YOUR OBJECTIVE:
Determine how many lines in the records below contain the word "would", and give only that number.

- - -

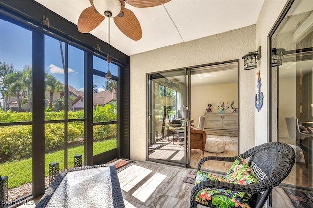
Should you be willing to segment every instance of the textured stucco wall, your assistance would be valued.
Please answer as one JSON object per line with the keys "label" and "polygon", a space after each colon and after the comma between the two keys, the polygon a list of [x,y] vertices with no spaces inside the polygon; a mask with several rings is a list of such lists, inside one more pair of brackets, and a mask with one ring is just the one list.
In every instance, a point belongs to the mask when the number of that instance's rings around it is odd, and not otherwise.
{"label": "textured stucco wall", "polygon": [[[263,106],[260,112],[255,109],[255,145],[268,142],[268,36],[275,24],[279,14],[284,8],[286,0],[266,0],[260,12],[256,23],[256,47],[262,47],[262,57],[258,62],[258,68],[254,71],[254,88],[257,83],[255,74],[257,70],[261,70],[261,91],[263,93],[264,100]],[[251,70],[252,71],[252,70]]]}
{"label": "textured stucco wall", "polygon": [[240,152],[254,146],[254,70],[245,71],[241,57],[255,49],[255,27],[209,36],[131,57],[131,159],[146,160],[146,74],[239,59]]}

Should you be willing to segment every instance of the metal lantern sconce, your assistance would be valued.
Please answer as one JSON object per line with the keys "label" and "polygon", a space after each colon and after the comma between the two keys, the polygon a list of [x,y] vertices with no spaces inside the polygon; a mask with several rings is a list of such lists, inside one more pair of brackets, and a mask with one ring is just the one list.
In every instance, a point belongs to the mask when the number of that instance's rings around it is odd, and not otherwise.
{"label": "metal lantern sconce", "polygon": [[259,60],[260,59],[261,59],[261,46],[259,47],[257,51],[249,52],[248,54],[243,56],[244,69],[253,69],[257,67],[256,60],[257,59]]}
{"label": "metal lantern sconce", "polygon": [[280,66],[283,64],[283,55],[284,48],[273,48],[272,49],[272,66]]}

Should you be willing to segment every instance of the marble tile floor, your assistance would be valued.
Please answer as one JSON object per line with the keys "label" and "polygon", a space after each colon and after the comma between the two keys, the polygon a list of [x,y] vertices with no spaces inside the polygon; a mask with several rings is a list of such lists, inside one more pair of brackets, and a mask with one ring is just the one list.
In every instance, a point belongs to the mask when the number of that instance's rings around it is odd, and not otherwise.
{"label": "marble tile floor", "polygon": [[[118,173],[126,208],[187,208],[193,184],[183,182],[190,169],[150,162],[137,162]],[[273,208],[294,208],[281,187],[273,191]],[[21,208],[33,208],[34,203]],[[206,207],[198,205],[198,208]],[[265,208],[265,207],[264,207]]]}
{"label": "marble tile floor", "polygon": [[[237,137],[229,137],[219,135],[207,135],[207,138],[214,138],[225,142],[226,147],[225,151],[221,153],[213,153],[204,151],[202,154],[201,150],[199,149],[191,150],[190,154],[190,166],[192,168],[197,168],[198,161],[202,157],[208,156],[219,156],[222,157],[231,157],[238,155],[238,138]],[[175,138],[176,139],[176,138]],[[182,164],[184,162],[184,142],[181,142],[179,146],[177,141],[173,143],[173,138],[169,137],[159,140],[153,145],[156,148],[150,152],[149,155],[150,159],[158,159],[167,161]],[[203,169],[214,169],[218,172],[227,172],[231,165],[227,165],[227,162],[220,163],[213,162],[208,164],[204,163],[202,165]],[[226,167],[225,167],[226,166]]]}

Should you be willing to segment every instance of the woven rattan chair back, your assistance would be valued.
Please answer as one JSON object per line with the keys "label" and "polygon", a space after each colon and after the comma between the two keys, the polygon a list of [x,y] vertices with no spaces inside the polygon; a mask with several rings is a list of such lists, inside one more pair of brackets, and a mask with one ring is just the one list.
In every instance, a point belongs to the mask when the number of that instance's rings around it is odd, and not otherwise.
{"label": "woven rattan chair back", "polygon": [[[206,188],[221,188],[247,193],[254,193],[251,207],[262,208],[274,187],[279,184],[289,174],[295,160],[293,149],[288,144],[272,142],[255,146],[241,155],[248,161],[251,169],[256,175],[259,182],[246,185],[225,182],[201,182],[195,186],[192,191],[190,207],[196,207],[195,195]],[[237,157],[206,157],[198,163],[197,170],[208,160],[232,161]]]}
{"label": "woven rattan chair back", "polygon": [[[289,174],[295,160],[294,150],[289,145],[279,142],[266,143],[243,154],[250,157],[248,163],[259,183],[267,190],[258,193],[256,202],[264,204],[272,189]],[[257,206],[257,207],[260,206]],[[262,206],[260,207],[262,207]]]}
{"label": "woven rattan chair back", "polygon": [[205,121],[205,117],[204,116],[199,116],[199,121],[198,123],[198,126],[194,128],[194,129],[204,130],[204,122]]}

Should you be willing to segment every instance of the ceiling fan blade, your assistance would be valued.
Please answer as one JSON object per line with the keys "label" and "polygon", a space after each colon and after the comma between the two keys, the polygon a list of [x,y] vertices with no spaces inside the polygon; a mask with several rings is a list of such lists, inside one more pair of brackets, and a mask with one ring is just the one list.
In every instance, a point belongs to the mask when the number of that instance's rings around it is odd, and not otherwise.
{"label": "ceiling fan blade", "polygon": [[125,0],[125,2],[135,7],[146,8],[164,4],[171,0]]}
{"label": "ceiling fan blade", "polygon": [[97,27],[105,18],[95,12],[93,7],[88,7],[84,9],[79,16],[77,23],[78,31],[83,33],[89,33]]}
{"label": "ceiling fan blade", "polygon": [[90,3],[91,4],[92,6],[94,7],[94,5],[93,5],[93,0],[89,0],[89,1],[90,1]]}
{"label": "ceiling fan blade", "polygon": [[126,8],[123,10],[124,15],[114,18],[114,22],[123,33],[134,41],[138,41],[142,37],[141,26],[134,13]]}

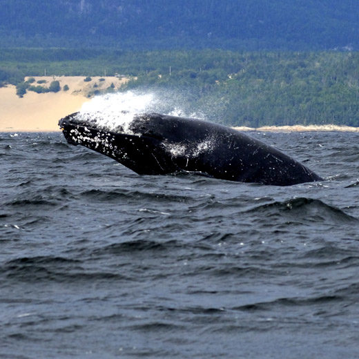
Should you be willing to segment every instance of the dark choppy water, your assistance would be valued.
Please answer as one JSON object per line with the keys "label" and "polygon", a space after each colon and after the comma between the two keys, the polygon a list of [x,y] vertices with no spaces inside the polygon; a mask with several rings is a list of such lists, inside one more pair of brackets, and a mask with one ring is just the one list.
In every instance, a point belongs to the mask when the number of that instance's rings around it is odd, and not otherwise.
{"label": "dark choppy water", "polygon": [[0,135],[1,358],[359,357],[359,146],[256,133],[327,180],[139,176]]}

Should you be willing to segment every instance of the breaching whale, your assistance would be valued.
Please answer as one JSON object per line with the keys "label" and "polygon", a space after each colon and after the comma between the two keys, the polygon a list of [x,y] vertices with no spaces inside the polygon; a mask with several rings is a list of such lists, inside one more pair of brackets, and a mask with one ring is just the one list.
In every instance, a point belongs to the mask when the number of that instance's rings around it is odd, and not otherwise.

- - -

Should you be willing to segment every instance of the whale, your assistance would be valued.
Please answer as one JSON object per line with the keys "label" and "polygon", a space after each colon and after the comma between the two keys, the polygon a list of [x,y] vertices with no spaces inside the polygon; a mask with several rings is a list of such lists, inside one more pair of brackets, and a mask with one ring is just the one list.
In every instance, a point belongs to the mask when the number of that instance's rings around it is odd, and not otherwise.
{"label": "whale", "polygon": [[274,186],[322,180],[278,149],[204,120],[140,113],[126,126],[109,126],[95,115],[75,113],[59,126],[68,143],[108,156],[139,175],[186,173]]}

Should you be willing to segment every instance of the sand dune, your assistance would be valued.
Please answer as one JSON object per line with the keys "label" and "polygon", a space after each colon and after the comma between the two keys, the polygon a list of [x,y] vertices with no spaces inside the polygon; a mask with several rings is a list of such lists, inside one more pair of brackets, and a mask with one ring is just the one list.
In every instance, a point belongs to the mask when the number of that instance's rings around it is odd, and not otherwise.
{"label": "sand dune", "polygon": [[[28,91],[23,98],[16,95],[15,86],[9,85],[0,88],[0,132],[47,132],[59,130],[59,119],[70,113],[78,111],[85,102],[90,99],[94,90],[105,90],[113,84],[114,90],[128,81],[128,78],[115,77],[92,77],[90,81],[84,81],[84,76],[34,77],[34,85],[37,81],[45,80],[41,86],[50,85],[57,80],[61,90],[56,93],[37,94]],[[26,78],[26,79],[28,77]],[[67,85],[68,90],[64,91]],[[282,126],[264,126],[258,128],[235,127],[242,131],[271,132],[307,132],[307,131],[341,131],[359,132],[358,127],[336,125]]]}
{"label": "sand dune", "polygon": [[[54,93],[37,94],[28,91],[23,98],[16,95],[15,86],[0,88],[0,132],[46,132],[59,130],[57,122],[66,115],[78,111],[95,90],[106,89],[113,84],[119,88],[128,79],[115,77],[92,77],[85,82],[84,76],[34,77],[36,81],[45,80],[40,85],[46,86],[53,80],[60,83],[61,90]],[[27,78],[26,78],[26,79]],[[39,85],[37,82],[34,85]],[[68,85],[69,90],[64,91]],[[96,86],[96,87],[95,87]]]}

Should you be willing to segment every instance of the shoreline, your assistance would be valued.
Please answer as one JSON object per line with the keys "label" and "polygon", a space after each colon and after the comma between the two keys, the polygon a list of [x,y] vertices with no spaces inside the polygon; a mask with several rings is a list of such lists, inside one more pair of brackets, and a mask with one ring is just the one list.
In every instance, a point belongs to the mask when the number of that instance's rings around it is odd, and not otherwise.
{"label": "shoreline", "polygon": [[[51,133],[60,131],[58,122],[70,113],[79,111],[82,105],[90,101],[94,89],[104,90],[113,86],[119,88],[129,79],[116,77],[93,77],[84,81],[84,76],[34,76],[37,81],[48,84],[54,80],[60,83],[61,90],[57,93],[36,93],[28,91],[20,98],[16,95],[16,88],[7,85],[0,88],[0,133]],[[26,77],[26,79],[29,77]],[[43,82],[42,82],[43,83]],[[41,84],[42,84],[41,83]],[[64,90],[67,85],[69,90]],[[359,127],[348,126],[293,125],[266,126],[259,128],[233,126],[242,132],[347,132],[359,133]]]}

- - -

EXERCISE OUTPUT:
10